**Data under study:**
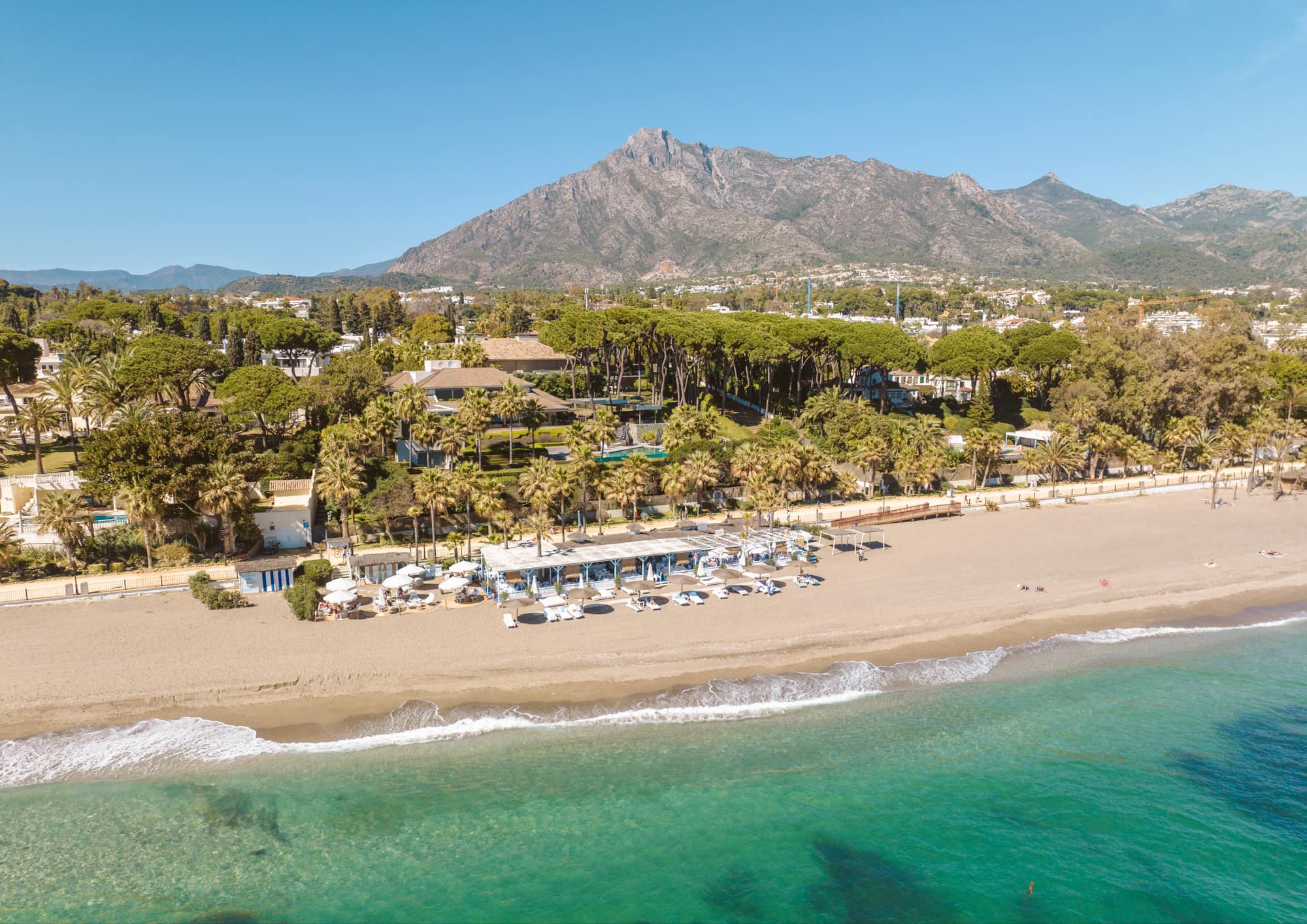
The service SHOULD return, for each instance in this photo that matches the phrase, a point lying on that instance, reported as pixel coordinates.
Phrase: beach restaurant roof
(522, 556)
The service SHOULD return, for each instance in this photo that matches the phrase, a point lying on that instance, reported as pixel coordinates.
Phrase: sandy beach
(940, 589)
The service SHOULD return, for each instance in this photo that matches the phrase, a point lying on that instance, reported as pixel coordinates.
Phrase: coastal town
(369, 452)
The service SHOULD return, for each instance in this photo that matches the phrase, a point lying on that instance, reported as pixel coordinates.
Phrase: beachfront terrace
(516, 569)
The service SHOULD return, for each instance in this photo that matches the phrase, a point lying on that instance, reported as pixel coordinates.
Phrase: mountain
(201, 276)
(367, 270)
(667, 207)
(1099, 224)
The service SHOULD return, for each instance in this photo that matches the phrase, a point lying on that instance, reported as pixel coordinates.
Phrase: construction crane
(1178, 300)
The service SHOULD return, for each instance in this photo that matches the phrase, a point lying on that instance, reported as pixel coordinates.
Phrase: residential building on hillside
(286, 514)
(876, 388)
(525, 355)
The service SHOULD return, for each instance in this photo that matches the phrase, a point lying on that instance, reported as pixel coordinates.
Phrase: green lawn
(53, 459)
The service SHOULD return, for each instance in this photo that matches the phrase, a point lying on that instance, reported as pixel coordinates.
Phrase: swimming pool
(619, 455)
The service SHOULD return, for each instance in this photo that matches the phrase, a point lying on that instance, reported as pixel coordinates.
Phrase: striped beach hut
(265, 576)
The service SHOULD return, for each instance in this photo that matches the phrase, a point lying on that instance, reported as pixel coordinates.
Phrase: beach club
(516, 570)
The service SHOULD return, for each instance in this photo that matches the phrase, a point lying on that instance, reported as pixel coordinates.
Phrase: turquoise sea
(1129, 776)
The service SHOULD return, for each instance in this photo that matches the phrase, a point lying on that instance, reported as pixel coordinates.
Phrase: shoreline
(114, 663)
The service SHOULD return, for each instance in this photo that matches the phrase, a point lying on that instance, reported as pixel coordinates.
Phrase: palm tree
(539, 523)
(508, 406)
(40, 415)
(604, 489)
(415, 512)
(871, 454)
(1058, 455)
(533, 418)
(748, 461)
(703, 471)
(635, 475)
(603, 425)
(224, 495)
(821, 408)
(425, 431)
(1181, 433)
(11, 548)
(65, 390)
(133, 412)
(469, 489)
(675, 484)
(432, 491)
(339, 482)
(146, 510)
(381, 420)
(63, 514)
(986, 446)
(581, 450)
(450, 437)
(475, 416)
(410, 404)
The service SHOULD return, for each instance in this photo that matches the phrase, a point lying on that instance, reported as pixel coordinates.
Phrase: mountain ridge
(663, 207)
(197, 276)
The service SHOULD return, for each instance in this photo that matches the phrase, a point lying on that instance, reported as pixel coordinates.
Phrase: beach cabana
(265, 576)
(378, 565)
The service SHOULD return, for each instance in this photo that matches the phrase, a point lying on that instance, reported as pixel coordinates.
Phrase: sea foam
(171, 746)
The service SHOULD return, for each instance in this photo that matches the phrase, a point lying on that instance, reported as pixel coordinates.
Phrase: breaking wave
(159, 746)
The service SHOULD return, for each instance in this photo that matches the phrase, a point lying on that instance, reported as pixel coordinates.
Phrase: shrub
(303, 598)
(214, 598)
(218, 599)
(199, 585)
(173, 553)
(318, 570)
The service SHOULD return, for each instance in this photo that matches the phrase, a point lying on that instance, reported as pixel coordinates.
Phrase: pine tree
(254, 348)
(981, 411)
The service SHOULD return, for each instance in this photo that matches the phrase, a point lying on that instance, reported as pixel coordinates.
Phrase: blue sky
(308, 137)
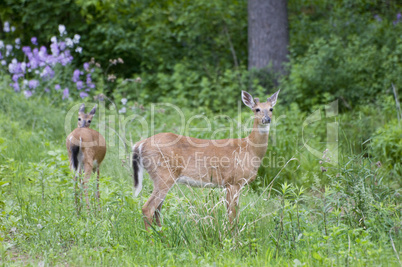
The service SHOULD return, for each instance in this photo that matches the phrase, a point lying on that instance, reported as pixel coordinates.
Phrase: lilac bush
(36, 69)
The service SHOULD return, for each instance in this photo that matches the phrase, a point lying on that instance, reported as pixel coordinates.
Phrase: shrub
(386, 146)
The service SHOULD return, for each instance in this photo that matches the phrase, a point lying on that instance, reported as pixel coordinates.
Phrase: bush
(386, 146)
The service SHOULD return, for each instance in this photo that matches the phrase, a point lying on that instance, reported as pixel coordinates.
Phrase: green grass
(349, 215)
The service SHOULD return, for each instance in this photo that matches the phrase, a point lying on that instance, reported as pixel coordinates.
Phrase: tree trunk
(268, 37)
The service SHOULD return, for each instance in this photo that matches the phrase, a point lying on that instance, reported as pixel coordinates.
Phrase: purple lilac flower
(16, 77)
(77, 38)
(34, 40)
(378, 18)
(66, 93)
(55, 49)
(62, 46)
(14, 66)
(398, 18)
(80, 85)
(33, 84)
(23, 66)
(76, 75)
(27, 50)
(47, 73)
(83, 95)
(16, 86)
(62, 29)
(69, 42)
(6, 27)
(28, 93)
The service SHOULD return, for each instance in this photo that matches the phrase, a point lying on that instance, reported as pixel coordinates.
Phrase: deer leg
(232, 200)
(158, 214)
(97, 188)
(162, 186)
(76, 191)
(87, 176)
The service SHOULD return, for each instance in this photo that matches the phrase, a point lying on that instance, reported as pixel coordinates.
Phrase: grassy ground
(349, 215)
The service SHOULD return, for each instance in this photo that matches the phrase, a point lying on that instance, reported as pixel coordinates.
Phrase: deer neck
(258, 138)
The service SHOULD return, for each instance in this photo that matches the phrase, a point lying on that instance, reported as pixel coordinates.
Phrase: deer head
(84, 120)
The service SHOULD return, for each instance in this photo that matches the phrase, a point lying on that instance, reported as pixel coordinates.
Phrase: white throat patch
(263, 129)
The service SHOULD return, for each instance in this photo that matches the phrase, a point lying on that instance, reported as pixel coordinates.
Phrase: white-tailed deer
(227, 163)
(86, 151)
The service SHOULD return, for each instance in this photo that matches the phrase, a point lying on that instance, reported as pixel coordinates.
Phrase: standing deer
(229, 163)
(86, 151)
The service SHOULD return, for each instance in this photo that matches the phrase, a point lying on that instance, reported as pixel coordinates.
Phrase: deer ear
(273, 98)
(247, 99)
(93, 111)
(82, 109)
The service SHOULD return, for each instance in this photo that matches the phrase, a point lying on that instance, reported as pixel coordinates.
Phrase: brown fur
(168, 158)
(91, 148)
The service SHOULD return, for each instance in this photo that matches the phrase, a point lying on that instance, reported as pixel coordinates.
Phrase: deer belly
(194, 182)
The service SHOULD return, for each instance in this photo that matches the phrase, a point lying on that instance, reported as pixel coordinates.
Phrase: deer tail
(138, 169)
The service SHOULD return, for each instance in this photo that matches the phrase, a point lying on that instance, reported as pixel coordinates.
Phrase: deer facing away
(86, 151)
(229, 163)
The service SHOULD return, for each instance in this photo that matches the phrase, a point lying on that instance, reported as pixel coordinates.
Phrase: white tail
(227, 163)
(86, 151)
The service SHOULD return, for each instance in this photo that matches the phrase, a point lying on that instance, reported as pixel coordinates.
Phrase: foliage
(386, 146)
(354, 67)
(351, 218)
(51, 73)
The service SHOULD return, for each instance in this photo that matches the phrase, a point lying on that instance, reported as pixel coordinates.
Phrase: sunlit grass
(321, 225)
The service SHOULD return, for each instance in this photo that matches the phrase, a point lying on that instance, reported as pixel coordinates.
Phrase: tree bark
(268, 36)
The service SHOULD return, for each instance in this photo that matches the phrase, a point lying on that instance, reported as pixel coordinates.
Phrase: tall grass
(347, 215)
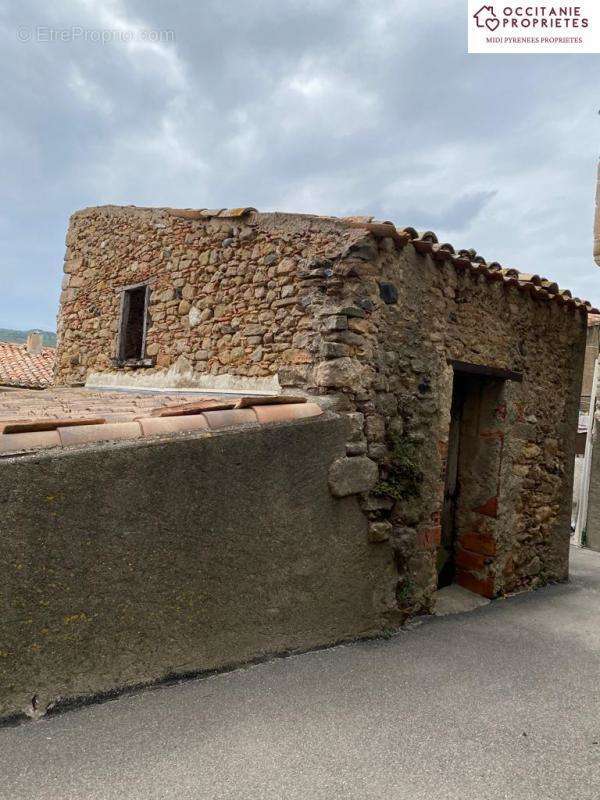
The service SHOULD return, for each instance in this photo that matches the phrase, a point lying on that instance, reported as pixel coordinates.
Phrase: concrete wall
(125, 563)
(591, 353)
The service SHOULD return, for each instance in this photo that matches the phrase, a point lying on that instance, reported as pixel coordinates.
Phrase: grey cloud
(321, 106)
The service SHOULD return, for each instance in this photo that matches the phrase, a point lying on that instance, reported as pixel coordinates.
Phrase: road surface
(503, 702)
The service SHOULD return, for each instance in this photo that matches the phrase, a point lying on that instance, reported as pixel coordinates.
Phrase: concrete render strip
(498, 703)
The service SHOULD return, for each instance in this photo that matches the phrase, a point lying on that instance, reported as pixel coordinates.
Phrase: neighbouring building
(597, 223)
(29, 365)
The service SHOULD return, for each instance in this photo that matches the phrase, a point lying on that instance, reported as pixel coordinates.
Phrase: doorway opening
(467, 548)
(133, 324)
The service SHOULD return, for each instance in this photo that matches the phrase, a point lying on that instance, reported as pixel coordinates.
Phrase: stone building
(461, 379)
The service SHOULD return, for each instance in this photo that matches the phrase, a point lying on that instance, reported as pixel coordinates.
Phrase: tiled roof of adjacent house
(20, 368)
(426, 243)
(31, 421)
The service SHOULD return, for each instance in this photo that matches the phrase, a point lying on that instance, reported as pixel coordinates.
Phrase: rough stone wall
(129, 562)
(228, 296)
(369, 325)
(444, 314)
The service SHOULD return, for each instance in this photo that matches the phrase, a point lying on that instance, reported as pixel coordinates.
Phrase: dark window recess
(133, 324)
(388, 293)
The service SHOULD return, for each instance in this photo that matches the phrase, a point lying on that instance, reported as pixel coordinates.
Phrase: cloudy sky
(324, 106)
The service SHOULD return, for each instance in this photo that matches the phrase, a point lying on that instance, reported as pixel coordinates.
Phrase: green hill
(10, 335)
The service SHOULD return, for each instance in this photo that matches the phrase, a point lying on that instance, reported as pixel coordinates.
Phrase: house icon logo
(486, 18)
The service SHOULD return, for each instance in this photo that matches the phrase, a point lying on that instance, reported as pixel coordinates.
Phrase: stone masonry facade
(372, 321)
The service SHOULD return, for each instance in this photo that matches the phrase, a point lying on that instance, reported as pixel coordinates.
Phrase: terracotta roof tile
(134, 416)
(19, 368)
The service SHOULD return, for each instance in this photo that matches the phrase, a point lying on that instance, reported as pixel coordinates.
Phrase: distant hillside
(9, 335)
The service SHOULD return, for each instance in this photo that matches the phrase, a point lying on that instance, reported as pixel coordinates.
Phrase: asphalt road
(503, 702)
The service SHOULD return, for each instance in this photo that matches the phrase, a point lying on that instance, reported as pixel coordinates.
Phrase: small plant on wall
(404, 477)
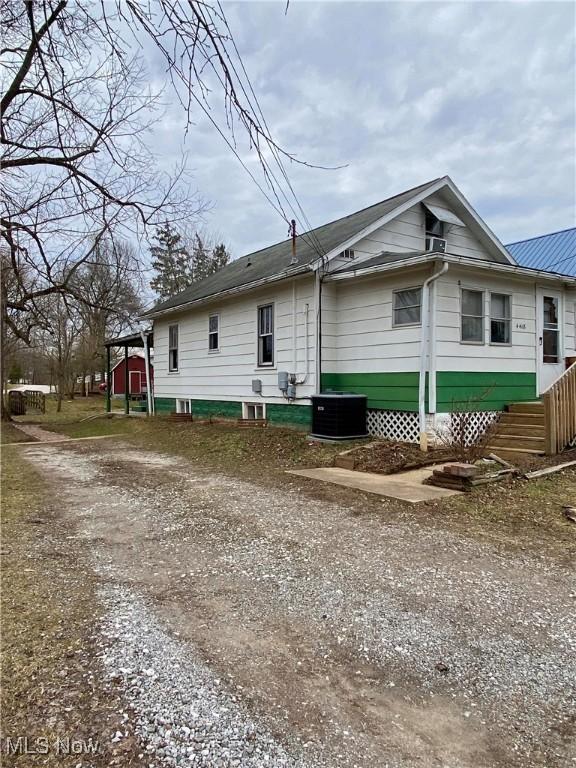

**Work required:**
Extract, character for character, every line from the one that holds "Phrase: dark window recess" through the end of the entries above. Include both boundary lines and no pictures.

**Answer space:**
Phrase: dark window recess
(133, 324)
(388, 293)
The service SHOULD return, for each instance in this photo that matches the phrase, a point lying on that instance, reported as pixel coordinates.
Phrase: cloudy sky
(324, 106)
The service SHOULD return, for each instance in this photo that matches the phrase, a point lying on that instance, reported as pixel coordinates.
Phrase: green hill
(10, 335)
The service SHOULD return, for each instance in this photo that matches the phrase, a point lying on that instance, reported as pixel coordinates.
Phrase: house icon logo
(486, 18)
The service SHOULD return, for each instance in this photo that matches the phrase, a point lying on that instance, reported as pixel coordinates.
Phrase: stone masonry facade
(372, 321)
The service SHOULD return, for each instance in this photo that matches the phrase, a point lying on that instance, reported as pixel coordinates.
Phrase: terracotta roof tile
(134, 416)
(19, 368)
The service SHOULD return, for each instance in this photo that matches the phrase, a point lying on that instance, reported as pixel coordinates.
Phrase: distant hillside
(9, 335)
The service SHOULD return, for each instance in this photo that matches the phrase, a point lying on that instance, reported as pixel coordinates.
Phrase: asphalt road
(503, 702)
The service SHOULD return, for each instance in this photo that matches the phrase, a point lying on that instance, reported as pixel coordinates.
Phrase: small plant on wall
(404, 477)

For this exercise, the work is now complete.